Selected text »
=== Begin Enclosure ===

NLP Intro: what are N-grams and how to use them?

Konstantina Slaveykova
DataDotScience
Published in
5 min readOct 25, 2023
Photo by Aedrian on Unsplash

NLP stands for Natural Language Processing*. This is a branch of computer science focusing on the analysis of written or spoken language.

In computational linguistics, it can be used as a research tool and/or a driving force behind machine learning/AI efforts for building programs that translate, edit or interact through human language. It is also central to technologies like OCR (Optical Character Recognition): the handy thing that can turn scans of printed pages into a workable (hopefully!) Word document or PDF file.

*The term shares the acronym NLP with neuro-linguistic programming: a dubious therapeutic approach with no support from rigorous science.

What are N-grams?

In order to analyse large (or small: you need to start somewhere!) bodies of text, you first need to break them down into smaller chunks. This process is called tokenization.

In NLP, the term token is used to mean the smallest unit of text you are trying to analyse. Usually, that would be a single word, but it could be a phrase or a pair of words. Depending on the needs of your analysis you can specify how many.

An N-gram/ngram is the sequence of words by which you want to tokenise the text. N is a stand-in for number, so you can replace it with the value you need. So if you want to use single words, you will be working with unigrams (1-grams). If you want to tokenise by two words: bigrams, 3 — trigrams, etc. You get the drift.

For example, in R & tidyverse this would look like:

#adding the relevant libraries
library(tidyverse)
library(tidytext)


text_bigrams <- text %>%
unnest_tokens(bigram, text, token = "ngrams", n = 2)
# In n= 2, replace 2 with the number of words you are after
text_bigrams

Why N-grams?

Analysing single words within a body of text has many limitations. Think about the way a word’s meaning (e.g colossal) can be dramatically changed by the context added by the word(s) before or after it (colossal failure).

Bigrams are used quite frequently in NLP but as mentioned above you can specify the exact number of n-grams. They are also very useful in looking at correlations between words in a text (and visualising them).

Want to explore n-grams? Try the Google Books Ngram Viewer

Google is everywhere. But apart from its main search engine capabilities, it offers a range of cool research resources. Google Books, for example, is a comprehensive virtual book catalogue and one of its two main arms, the Library Project aims to make it “possible for users to search on Google through millions of books written in many different languages, including books that are rare, out of print, or generally unavailable outside of the library system”. It currently covers over 40 million books (!) in more than 500 languages.

=== End Enclosure ===

Data section »
=== Begin Enclosure ===

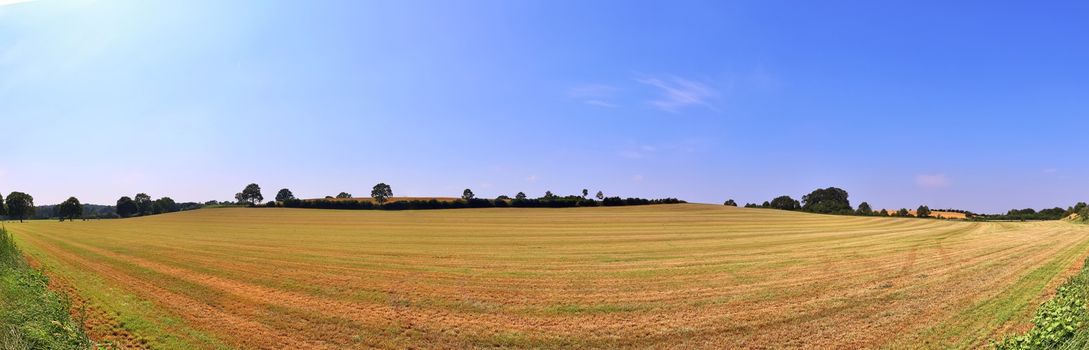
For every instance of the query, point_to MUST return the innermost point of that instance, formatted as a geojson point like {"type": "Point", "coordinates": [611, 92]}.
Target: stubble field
{"type": "Point", "coordinates": [651, 276]}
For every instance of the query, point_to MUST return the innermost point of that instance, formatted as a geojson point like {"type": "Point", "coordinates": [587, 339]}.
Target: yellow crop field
{"type": "Point", "coordinates": [660, 276]}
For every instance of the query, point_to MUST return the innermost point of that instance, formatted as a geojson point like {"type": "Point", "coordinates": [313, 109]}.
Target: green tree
{"type": "Point", "coordinates": [166, 205]}
{"type": "Point", "coordinates": [924, 212]}
{"type": "Point", "coordinates": [126, 207]}
{"type": "Point", "coordinates": [785, 203]}
{"type": "Point", "coordinates": [20, 206]}
{"type": "Point", "coordinates": [381, 192]}
{"type": "Point", "coordinates": [143, 203]}
{"type": "Point", "coordinates": [253, 194]}
{"type": "Point", "coordinates": [864, 208]}
{"type": "Point", "coordinates": [827, 201]}
{"type": "Point", "coordinates": [70, 209]}
{"type": "Point", "coordinates": [284, 194]}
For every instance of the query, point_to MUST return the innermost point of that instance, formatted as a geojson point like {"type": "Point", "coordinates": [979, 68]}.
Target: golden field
{"type": "Point", "coordinates": [662, 276]}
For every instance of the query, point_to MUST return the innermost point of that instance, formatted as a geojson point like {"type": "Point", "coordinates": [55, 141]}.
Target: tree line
{"type": "Point", "coordinates": [381, 194]}
{"type": "Point", "coordinates": [834, 201]}
{"type": "Point", "coordinates": [830, 201]}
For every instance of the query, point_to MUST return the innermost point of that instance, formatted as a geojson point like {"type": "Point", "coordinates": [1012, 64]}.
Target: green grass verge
{"type": "Point", "coordinates": [33, 316]}
{"type": "Point", "coordinates": [1061, 323]}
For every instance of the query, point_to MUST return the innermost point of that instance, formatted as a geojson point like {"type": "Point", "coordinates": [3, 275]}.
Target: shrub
{"type": "Point", "coordinates": [33, 316]}
{"type": "Point", "coordinates": [1059, 321]}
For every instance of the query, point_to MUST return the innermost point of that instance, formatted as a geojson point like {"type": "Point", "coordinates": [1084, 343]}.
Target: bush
{"type": "Point", "coordinates": [33, 316]}
{"type": "Point", "coordinates": [1060, 322]}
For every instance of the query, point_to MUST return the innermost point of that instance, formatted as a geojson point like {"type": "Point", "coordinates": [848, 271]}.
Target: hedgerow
{"type": "Point", "coordinates": [33, 316]}
{"type": "Point", "coordinates": [1060, 323]}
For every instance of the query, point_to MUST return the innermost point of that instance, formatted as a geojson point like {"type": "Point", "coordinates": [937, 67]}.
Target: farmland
{"type": "Point", "coordinates": [650, 276]}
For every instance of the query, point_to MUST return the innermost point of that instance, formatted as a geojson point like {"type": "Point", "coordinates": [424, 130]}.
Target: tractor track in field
{"type": "Point", "coordinates": [702, 280]}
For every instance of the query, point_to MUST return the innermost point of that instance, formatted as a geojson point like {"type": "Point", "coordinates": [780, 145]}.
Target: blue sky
{"type": "Point", "coordinates": [979, 105]}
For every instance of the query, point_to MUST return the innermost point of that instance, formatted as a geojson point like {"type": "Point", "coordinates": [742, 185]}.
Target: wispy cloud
{"type": "Point", "coordinates": [932, 181]}
{"type": "Point", "coordinates": [676, 93]}
{"type": "Point", "coordinates": [7, 2]}
{"type": "Point", "coordinates": [599, 95]}
{"type": "Point", "coordinates": [600, 104]}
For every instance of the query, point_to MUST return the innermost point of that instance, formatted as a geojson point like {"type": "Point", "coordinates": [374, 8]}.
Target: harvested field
{"type": "Point", "coordinates": [662, 276]}
{"type": "Point", "coordinates": [389, 200]}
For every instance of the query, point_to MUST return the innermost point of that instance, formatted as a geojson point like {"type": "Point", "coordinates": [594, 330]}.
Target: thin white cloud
{"type": "Point", "coordinates": [598, 95]}
{"type": "Point", "coordinates": [599, 103]}
{"type": "Point", "coordinates": [591, 91]}
{"type": "Point", "coordinates": [676, 93]}
{"type": "Point", "coordinates": [932, 181]}
{"type": "Point", "coordinates": [7, 2]}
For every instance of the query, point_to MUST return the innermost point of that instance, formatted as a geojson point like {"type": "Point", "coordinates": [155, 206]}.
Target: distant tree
{"type": "Point", "coordinates": [864, 208]}
{"type": "Point", "coordinates": [253, 194]}
{"type": "Point", "coordinates": [126, 207]}
{"type": "Point", "coordinates": [20, 206]}
{"type": "Point", "coordinates": [1078, 207]}
{"type": "Point", "coordinates": [70, 209]}
{"type": "Point", "coordinates": [143, 203]}
{"type": "Point", "coordinates": [784, 203]}
{"type": "Point", "coordinates": [284, 194]}
{"type": "Point", "coordinates": [827, 201]}
{"type": "Point", "coordinates": [167, 205]}
{"type": "Point", "coordinates": [381, 192]}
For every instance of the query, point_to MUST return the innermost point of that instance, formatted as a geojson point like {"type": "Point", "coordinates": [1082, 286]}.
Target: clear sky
{"type": "Point", "coordinates": [979, 105]}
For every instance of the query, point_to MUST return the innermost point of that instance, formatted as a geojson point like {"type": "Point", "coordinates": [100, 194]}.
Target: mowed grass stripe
{"type": "Point", "coordinates": [662, 276]}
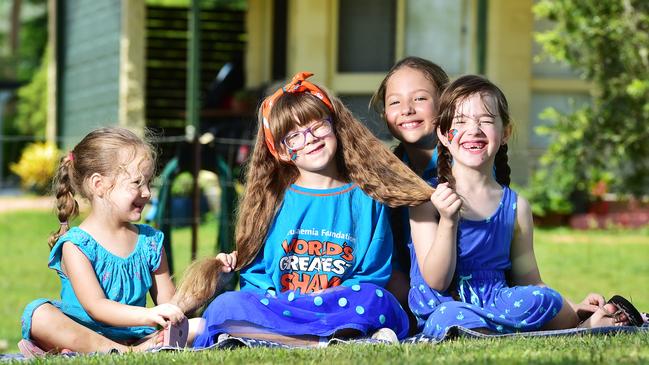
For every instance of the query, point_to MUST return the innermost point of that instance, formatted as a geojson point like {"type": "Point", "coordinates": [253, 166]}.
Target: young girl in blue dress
{"type": "Point", "coordinates": [107, 264]}
{"type": "Point", "coordinates": [473, 262]}
{"type": "Point", "coordinates": [313, 238]}
{"type": "Point", "coordinates": [408, 101]}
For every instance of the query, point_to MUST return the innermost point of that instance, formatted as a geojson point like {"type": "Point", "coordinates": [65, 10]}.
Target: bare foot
{"type": "Point", "coordinates": [606, 316]}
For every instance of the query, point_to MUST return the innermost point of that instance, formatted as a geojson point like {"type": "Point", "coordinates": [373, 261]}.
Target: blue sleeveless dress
{"type": "Point", "coordinates": [322, 270]}
{"type": "Point", "coordinates": [124, 280]}
{"type": "Point", "coordinates": [479, 296]}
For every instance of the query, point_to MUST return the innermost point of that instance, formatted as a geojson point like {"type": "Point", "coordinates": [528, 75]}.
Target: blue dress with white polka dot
{"type": "Point", "coordinates": [479, 296]}
{"type": "Point", "coordinates": [321, 272]}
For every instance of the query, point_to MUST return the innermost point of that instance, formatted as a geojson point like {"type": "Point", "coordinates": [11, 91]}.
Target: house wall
{"type": "Point", "coordinates": [529, 85]}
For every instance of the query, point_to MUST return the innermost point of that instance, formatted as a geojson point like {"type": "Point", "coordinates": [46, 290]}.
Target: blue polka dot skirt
{"type": "Point", "coordinates": [484, 302]}
{"type": "Point", "coordinates": [361, 307]}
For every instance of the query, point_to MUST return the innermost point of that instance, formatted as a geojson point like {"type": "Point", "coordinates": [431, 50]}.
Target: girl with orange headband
{"type": "Point", "coordinates": [313, 237]}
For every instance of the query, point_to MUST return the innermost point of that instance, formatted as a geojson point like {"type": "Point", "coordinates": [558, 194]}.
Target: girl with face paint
{"type": "Point", "coordinates": [313, 238]}
{"type": "Point", "coordinates": [474, 263]}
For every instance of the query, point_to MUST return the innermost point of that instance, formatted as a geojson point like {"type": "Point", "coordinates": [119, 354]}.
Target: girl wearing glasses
{"type": "Point", "coordinates": [313, 236]}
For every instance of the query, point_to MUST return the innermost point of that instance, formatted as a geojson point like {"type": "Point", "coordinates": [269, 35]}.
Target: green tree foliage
{"type": "Point", "coordinates": [607, 42]}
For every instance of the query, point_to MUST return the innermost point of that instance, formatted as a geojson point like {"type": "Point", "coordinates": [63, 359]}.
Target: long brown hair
{"type": "Point", "coordinates": [101, 151]}
{"type": "Point", "coordinates": [458, 91]}
{"type": "Point", "coordinates": [360, 156]}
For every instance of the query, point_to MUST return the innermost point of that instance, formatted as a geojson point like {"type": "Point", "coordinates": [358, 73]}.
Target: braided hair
{"type": "Point", "coordinates": [458, 91]}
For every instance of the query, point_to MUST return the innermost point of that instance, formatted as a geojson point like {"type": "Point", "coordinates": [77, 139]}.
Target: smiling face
{"type": "Point", "coordinates": [411, 104]}
{"type": "Point", "coordinates": [476, 132]}
{"type": "Point", "coordinates": [131, 191]}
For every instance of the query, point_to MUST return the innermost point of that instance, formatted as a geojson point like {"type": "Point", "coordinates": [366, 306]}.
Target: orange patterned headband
{"type": "Point", "coordinates": [297, 85]}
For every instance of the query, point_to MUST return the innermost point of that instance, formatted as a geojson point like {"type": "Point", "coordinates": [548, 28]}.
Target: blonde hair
{"type": "Point", "coordinates": [102, 151]}
{"type": "Point", "coordinates": [360, 156]}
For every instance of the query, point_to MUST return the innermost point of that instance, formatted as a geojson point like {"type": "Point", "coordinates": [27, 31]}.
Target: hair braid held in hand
{"type": "Point", "coordinates": [361, 158]}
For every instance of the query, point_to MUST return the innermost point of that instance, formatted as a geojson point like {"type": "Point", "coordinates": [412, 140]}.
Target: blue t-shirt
{"type": "Point", "coordinates": [322, 238]}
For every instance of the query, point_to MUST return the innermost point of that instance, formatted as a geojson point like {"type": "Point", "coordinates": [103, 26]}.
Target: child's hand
{"type": "Point", "coordinates": [229, 260]}
{"type": "Point", "coordinates": [164, 314]}
{"type": "Point", "coordinates": [589, 305]}
{"type": "Point", "coordinates": [447, 202]}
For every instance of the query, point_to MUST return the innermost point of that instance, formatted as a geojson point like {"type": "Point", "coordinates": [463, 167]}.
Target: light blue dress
{"type": "Point", "coordinates": [322, 270]}
{"type": "Point", "coordinates": [124, 280]}
{"type": "Point", "coordinates": [479, 296]}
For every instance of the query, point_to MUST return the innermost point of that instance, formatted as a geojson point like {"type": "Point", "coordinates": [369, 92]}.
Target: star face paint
{"type": "Point", "coordinates": [451, 134]}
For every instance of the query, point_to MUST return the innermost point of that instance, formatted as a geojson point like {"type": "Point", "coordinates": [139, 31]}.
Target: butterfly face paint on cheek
{"type": "Point", "coordinates": [451, 134]}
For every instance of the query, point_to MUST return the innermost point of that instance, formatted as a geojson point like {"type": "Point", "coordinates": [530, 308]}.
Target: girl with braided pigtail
{"type": "Point", "coordinates": [107, 264]}
{"type": "Point", "coordinates": [474, 260]}
{"type": "Point", "coordinates": [313, 236]}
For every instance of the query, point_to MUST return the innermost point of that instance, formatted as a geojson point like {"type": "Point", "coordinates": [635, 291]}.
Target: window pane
{"type": "Point", "coordinates": [366, 35]}
{"type": "Point", "coordinates": [563, 101]}
{"type": "Point", "coordinates": [441, 31]}
{"type": "Point", "coordinates": [358, 104]}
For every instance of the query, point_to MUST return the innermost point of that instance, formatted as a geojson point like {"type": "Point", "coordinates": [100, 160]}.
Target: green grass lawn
{"type": "Point", "coordinates": [573, 262]}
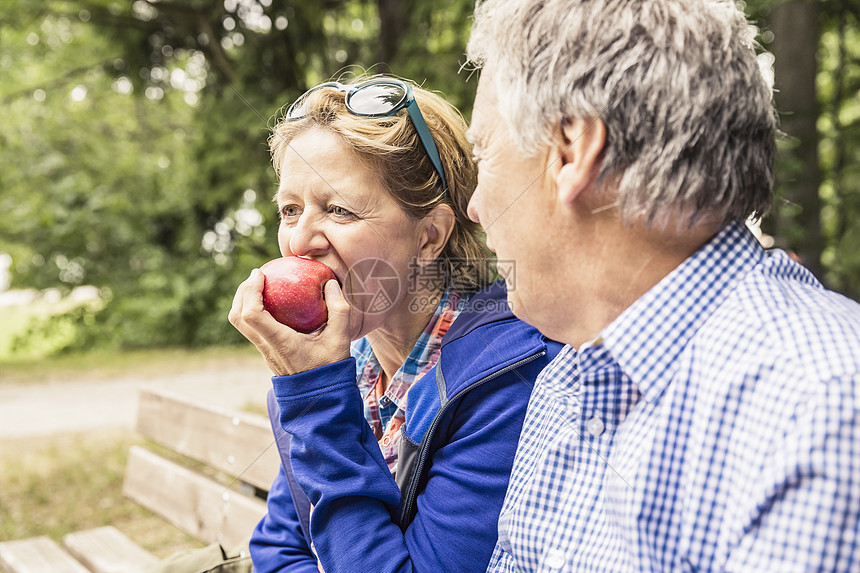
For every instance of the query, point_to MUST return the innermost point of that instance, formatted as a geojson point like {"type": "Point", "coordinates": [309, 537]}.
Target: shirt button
{"type": "Point", "coordinates": [594, 426]}
{"type": "Point", "coordinates": [555, 559]}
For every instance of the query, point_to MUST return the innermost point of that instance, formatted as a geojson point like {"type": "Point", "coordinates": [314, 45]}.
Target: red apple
{"type": "Point", "coordinates": [293, 292]}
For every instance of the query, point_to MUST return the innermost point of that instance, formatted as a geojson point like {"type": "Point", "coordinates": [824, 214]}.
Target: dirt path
{"type": "Point", "coordinates": [32, 409]}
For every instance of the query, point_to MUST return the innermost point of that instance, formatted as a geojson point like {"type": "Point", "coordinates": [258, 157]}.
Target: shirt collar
{"type": "Point", "coordinates": [422, 358]}
{"type": "Point", "coordinates": [648, 336]}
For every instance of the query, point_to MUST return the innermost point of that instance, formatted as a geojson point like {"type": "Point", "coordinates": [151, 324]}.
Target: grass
{"type": "Point", "coordinates": [103, 365]}
{"type": "Point", "coordinates": [74, 482]}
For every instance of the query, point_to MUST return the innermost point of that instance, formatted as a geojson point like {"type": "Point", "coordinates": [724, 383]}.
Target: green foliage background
{"type": "Point", "coordinates": [133, 150]}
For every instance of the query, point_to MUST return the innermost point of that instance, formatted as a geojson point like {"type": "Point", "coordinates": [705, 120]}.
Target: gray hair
{"type": "Point", "coordinates": [689, 117]}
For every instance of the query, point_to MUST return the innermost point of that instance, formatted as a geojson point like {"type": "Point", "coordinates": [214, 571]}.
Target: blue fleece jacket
{"type": "Point", "coordinates": [463, 420]}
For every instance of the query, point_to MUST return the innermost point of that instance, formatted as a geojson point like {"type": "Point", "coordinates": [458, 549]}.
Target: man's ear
{"type": "Point", "coordinates": [436, 228]}
{"type": "Point", "coordinates": [580, 150]}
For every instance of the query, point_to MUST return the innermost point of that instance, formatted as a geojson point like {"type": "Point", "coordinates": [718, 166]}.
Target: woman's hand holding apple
{"type": "Point", "coordinates": [287, 351]}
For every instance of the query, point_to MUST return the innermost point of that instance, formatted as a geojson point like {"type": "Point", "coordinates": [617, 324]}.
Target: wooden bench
{"type": "Point", "coordinates": [209, 479]}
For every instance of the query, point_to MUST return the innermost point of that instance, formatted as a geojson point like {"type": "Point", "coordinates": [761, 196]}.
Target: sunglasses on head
{"type": "Point", "coordinates": [380, 98]}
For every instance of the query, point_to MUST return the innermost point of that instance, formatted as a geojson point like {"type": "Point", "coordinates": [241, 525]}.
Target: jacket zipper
{"type": "Point", "coordinates": [425, 443]}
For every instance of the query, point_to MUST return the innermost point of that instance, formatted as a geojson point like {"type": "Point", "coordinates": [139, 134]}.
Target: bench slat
{"type": "Point", "coordinates": [37, 555]}
{"type": "Point", "coordinates": [107, 550]}
{"type": "Point", "coordinates": [239, 444]}
{"type": "Point", "coordinates": [193, 503]}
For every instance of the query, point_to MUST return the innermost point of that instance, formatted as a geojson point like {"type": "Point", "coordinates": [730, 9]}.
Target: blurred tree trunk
{"type": "Point", "coordinates": [393, 22]}
{"type": "Point", "coordinates": [797, 218]}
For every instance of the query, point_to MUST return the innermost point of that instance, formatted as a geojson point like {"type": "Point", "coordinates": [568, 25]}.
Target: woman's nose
{"type": "Point", "coordinates": [307, 236]}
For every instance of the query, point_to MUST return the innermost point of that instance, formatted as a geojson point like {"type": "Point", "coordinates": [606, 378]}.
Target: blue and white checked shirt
{"type": "Point", "coordinates": [713, 426]}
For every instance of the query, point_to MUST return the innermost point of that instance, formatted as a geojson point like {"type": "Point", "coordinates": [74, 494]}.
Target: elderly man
{"type": "Point", "coordinates": [704, 413]}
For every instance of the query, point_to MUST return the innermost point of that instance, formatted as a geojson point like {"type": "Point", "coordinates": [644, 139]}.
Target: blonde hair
{"type": "Point", "coordinates": [390, 148]}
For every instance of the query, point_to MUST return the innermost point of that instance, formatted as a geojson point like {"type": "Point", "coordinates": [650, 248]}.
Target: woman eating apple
{"type": "Point", "coordinates": [404, 409]}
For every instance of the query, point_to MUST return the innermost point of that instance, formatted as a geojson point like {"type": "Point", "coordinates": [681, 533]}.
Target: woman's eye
{"type": "Point", "coordinates": [288, 211]}
{"type": "Point", "coordinates": [338, 211]}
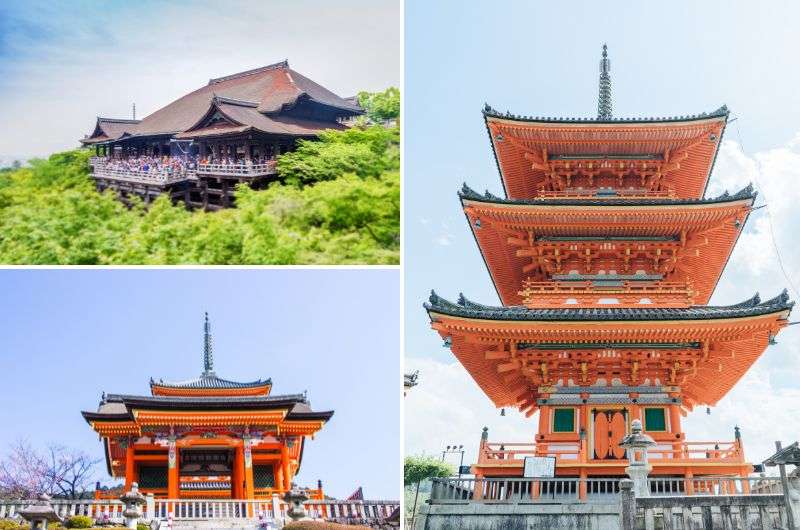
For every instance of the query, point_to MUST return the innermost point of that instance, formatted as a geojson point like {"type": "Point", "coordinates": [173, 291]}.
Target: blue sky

=== End Enclosure ===

Directions »
#1 In the text on N-grams, rewrite the stretch from "In order to" through "is called tokenization.", putting "pieces" in place of "chunks".
#2 Translate this sentence from the text on N-grams into Spanish: "Usually, that would be a single word, but it could be a phrase or a pair of words."

Responses in order »
#1
In order to analyse large (or small: you need to start somewhere!) bodies of text, you first need to break them down into smaller pieces. This process is called tokenization.

#2 Por lo general, sería una sola palabra, pero podría ser una frase o un par de palabras.